- Your instructions -
Copy the listing from the line containing "Locate every instance of the worker climbing" through the end of the listing, swapping "overhead cable" for "suspended cable" and leaving everything else unchanged. Omit the pictures from your answer.

Point annotation dataset listing
START

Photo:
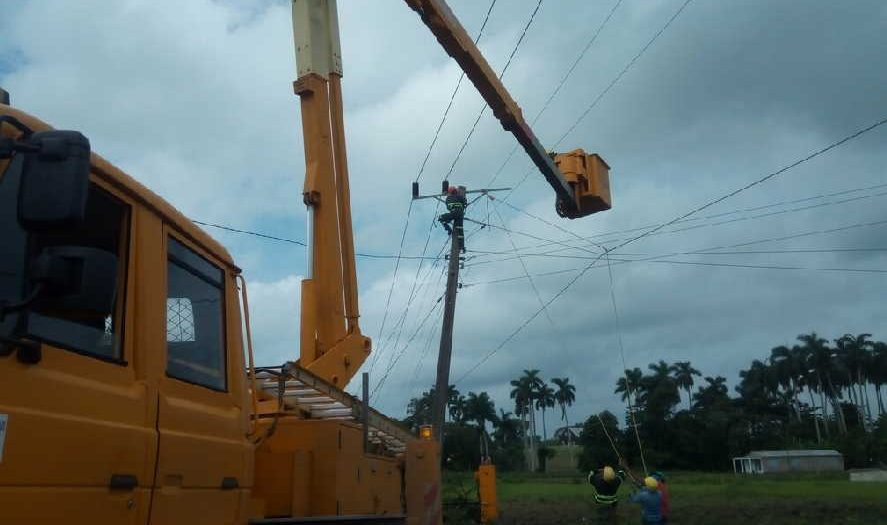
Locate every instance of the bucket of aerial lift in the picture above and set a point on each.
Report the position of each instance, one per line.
(589, 175)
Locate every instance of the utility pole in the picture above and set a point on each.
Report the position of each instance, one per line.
(442, 385)
(446, 340)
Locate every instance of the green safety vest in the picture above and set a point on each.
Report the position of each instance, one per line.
(601, 499)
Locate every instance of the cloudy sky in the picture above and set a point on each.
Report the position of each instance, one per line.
(195, 100)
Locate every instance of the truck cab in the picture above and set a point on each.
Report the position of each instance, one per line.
(122, 386)
(125, 394)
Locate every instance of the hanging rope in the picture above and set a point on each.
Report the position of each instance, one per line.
(610, 439)
(628, 385)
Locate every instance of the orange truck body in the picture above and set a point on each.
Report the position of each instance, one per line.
(121, 438)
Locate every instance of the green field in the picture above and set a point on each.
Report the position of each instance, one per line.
(722, 499)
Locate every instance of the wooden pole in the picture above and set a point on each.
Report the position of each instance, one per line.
(446, 340)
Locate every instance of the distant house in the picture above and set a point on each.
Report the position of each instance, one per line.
(773, 461)
(568, 435)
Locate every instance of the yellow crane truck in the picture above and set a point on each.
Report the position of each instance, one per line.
(128, 392)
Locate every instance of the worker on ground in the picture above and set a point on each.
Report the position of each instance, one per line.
(456, 204)
(650, 501)
(663, 491)
(606, 483)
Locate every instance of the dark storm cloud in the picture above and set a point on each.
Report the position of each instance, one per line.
(730, 92)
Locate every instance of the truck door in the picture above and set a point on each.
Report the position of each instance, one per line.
(78, 437)
(203, 459)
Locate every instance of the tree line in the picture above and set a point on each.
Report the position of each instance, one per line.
(514, 442)
(814, 394)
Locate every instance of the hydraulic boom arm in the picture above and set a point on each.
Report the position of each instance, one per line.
(582, 187)
(331, 343)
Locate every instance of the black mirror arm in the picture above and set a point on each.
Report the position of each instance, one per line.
(8, 145)
(35, 293)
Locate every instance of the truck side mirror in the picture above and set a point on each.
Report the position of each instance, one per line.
(55, 180)
(75, 279)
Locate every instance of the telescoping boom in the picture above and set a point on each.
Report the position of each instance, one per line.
(580, 181)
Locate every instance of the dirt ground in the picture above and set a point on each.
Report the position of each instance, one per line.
(562, 512)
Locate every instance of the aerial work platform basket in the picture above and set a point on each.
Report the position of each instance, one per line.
(589, 175)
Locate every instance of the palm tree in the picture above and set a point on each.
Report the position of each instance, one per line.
(683, 375)
(508, 429)
(522, 393)
(820, 359)
(480, 409)
(455, 404)
(628, 384)
(857, 358)
(787, 364)
(544, 399)
(879, 371)
(564, 396)
(712, 394)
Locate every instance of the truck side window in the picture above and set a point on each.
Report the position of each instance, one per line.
(195, 339)
(105, 227)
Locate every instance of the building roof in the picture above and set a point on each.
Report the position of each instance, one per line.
(792, 453)
(575, 430)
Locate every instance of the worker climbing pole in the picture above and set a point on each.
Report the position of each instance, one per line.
(456, 201)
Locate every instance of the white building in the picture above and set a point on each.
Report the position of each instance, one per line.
(771, 461)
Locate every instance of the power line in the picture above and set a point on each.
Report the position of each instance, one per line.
(710, 251)
(406, 224)
(761, 180)
(565, 246)
(622, 73)
(560, 85)
(302, 243)
(452, 98)
(552, 253)
(606, 90)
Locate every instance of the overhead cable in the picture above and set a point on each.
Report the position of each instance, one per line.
(501, 74)
(722, 198)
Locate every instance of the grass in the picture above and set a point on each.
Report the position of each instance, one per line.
(724, 499)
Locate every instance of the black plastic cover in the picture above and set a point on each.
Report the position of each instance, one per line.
(55, 181)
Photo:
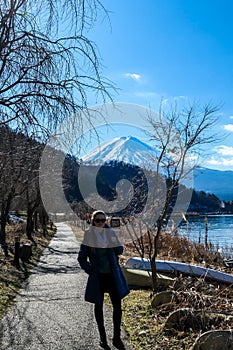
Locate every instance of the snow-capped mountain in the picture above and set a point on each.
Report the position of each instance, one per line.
(214, 181)
(126, 149)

END

- In response -
Locate every instance of the worker climbing pole in the picture above and set a point on each.
Report the position of each instance, one per line.
(456, 201)
Locate every instance of the white building in the picture above and set a point on each.
Report the position of each instance, one per line.
(771, 461)
Locate every instance of the power line in the picture above and set a point on each.
Report the position of each instance, one per line.
(710, 251)
(406, 224)
(761, 180)
(565, 246)
(622, 73)
(560, 85)
(302, 243)
(452, 98)
(552, 253)
(606, 90)
Locate every instance of the suspended cable in the picture above and set a point on each.
Report the position of each instance, one per line.
(501, 74)
(722, 198)
Locate every instance of the grass in the picture above and set a point on each.
Report the position of each instance, one per line.
(724, 499)
Locate every instance of the black plastic cover in the picture above and set a point on each.
Report the position of each instance, one per line.
(55, 181)
Photo:
Locate every instance of the snow-capped mountain in the picture above and set a point on each.
Report the position of each instance, one per line.
(214, 181)
(126, 149)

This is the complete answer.